__SÉRIE DE CONSIGNES__:
#1 Résumez en deux phrases l'entretien sur le pèlerinage.
#2 Selon l'entretien sur le pèlerinage, quelle fausse information a circulé au sujet de l'actuel cérémoniaire pontifical ?
#3 Prolongez l'entretien sur le pèlerinage au-delà de sa dernière phrase.

__ARTICLE__:
....................
Plus que de critiques véritables, au sens de critiques doctrinales, nous avons plutôt lu et entendu des incompréhensions et des inquiétudes. Souvent, il faut dire, il s'agit de réactions fondées sur de fausses informations, comme celle qui annonçait le renvoi de l'actuel cérémoniaire pontifical ou la nomination de son prédécesseur à la tête de la Congrégation pour le Culte divin ! Internet favorise malheureusement ces réactions à chaud qu'alimente une certaine ivresse à l'idée de pouvoir se faire entendre du monde entier.

En ce qui concerne la Fraternité Saint-Pie X, ses déclarations officielles nous ont semblé plutôt mesurées et prudentes. Nous ne sommes cependant pas surpris que l'un ou l'autre se soit laissé aller à des commentaires plus durs mais les motivations en sont peut-être plus à rechercher dans les rivalités internes à la Fraternité que dans une réelle défiance à l'encontre du Saint Père.

3. Comment a été accueilli le précédent pèlerinage et pourquoi recommencez-vous cette année ?

L'an dernier, nous avons voulu témoigner notre communion de Foi et notre proximité avec Benoît XVI, le Souverain Pontife qui a redonné son plein droit à la liturgie traditionnelle. Nous entendions également affirmer l'existence d'un peuple Summorum Pontificum au sein du grand troupeau catholique ; un peuple qui exprime sa joie de faire partie, à part entière, de l'Église catholique, apostolique et romaine. Notre initiative était aussi une participation convaincue à la Nouvelle évangélisation voulue par Jean-Paul II et Benoît XVI. Enfin, nous espérions aussi concourir au retour de la Fraternité Saint-Pie X dans le giron romain.
....................
__LISTE FOURNIE__:
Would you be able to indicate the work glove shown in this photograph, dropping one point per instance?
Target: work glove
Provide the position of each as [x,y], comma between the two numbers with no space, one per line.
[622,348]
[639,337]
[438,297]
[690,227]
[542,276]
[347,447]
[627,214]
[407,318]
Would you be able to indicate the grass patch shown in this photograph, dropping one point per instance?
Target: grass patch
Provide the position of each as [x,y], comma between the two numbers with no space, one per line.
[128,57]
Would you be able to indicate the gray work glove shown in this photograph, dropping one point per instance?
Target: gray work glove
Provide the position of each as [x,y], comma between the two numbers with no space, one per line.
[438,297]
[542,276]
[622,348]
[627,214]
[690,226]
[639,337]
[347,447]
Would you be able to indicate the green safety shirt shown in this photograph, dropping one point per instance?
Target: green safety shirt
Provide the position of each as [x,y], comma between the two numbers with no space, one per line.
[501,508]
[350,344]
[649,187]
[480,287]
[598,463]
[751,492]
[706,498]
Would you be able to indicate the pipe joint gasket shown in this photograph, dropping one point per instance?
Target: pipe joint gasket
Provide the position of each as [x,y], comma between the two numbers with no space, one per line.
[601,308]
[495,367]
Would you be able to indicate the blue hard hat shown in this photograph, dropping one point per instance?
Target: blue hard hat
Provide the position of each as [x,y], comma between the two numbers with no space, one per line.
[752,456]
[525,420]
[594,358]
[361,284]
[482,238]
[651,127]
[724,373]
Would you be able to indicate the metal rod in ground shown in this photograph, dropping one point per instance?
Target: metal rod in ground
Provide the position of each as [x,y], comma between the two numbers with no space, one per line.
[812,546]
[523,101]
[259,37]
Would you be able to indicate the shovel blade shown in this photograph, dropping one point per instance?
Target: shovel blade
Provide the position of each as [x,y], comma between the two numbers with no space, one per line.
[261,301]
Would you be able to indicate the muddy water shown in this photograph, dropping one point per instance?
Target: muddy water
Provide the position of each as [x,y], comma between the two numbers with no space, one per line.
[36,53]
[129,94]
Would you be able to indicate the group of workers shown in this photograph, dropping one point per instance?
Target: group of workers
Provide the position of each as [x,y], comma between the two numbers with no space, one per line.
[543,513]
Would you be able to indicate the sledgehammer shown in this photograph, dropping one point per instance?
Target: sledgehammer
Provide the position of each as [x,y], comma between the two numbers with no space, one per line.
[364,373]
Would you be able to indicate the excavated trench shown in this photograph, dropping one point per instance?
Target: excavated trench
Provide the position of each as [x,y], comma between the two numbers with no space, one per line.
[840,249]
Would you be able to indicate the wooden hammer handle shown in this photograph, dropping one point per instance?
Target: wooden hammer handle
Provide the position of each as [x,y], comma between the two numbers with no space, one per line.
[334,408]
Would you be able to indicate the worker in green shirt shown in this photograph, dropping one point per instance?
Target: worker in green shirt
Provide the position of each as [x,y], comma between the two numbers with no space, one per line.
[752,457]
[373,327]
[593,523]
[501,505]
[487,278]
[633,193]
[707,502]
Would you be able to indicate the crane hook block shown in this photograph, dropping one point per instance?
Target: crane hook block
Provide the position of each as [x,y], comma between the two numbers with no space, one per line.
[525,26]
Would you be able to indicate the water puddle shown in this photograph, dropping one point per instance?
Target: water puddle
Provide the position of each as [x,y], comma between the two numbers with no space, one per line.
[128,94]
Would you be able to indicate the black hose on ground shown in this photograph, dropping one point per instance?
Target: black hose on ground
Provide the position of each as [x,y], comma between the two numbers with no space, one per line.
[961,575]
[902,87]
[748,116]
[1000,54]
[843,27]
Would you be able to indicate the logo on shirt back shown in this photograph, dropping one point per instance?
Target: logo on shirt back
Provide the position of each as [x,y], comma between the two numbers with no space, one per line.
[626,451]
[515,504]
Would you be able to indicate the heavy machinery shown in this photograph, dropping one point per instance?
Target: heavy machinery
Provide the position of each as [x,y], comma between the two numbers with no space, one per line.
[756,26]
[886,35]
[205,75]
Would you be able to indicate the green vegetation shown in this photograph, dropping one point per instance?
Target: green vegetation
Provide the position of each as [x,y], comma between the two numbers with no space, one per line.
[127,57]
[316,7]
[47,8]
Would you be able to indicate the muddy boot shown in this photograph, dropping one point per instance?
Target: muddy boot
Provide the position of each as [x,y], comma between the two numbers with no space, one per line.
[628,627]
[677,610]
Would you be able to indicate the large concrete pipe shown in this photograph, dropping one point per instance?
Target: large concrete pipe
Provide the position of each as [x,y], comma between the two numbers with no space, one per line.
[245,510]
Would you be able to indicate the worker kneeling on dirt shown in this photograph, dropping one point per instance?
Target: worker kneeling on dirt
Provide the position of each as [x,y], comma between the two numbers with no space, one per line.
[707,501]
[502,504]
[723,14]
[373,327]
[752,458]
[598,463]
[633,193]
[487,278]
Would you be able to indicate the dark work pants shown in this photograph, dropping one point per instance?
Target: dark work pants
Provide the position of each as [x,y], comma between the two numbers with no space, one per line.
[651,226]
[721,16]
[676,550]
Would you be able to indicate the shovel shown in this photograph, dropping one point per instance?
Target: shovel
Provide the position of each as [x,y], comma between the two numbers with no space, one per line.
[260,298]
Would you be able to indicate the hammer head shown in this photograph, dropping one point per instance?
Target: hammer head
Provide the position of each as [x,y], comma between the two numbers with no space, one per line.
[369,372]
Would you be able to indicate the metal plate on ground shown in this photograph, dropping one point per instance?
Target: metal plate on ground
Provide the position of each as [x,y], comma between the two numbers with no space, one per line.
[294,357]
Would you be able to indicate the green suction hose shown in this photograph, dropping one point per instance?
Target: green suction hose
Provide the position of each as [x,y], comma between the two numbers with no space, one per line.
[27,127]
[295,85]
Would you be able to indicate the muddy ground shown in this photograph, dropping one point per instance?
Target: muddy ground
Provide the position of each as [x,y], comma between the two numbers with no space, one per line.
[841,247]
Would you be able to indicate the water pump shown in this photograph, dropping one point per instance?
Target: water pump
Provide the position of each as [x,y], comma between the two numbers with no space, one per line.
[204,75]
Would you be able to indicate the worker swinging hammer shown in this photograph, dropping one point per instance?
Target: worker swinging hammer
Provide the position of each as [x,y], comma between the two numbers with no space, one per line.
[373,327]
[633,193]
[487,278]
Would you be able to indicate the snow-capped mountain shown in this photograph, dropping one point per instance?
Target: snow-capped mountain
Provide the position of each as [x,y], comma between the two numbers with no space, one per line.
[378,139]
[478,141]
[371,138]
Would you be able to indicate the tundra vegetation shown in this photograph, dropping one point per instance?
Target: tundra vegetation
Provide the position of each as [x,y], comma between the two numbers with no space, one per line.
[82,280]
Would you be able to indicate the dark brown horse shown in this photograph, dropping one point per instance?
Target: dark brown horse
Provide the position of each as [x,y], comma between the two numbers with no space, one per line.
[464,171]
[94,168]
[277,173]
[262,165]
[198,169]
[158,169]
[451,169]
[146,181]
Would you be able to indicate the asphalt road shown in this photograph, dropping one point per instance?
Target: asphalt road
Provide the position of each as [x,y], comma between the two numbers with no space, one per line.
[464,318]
....................
__RÉSULTATS OBTENUS__:
#1 Les réactions recueillies relèvent moins de critiques doctrinales que d'incompréhensions et d'inquiétudes, souvent fondées sur de fausses informations, tandis que les déclarations officielles de la Fraternité Saint-Pie X ont paru mesurées et prudentes. Le pèlerinage de l'an dernier visait à témoigner la communion de Foi avec Benoît XVI, à affirmer l'existence d'un peuple Summorum Pontificum, à participer à la Nouvelle évangélisation et à concourir au retour de la Fraternité Saint-Pie X dans le giron romain.

#2 L'annonce de son renvoi.

#3
Comme il arrive souvent avec les initiatives nouvelles, certains de nos amis nous ont regardé avec méfiance tandis que le cardinal Cañizares, préfet de la Congrégation pour le Culte divin, comme le Saint-Père, nous ont démontré leur bienveillance : le premier en déclarant, avant de célébrer à Saint-Pierre, qu'il le faisait tout simplement parce que c'était “normal” ; le second en nous adressant, via le cardinal Secrétaire d'État, un message de bienvenue.

Cette année, nous souhaitons réaffirmer notre pleine disponibilité au défi de la Nouvelle évangélisation. Par bien des aspects, le peuple Summorum Pontificum ressemble aux nouveaux mouvements nés après le concile Vatican II, fruits d'une meilleure prise de conscience du rôle des laïcs dans la vie de l'Église : il attire à lui beaucoup de familles, souvent nombreuses, il est caractérisé par un grand dynamisme pastoral et est ferment de multiples vocations aussi bien religieuses que sacerdotales. Il nous semble donc essentiel que cette ressource soit mise à profit, aussi bien dans les diocèses que dans les paroisses.

4. Combien de personnes attendez-vous?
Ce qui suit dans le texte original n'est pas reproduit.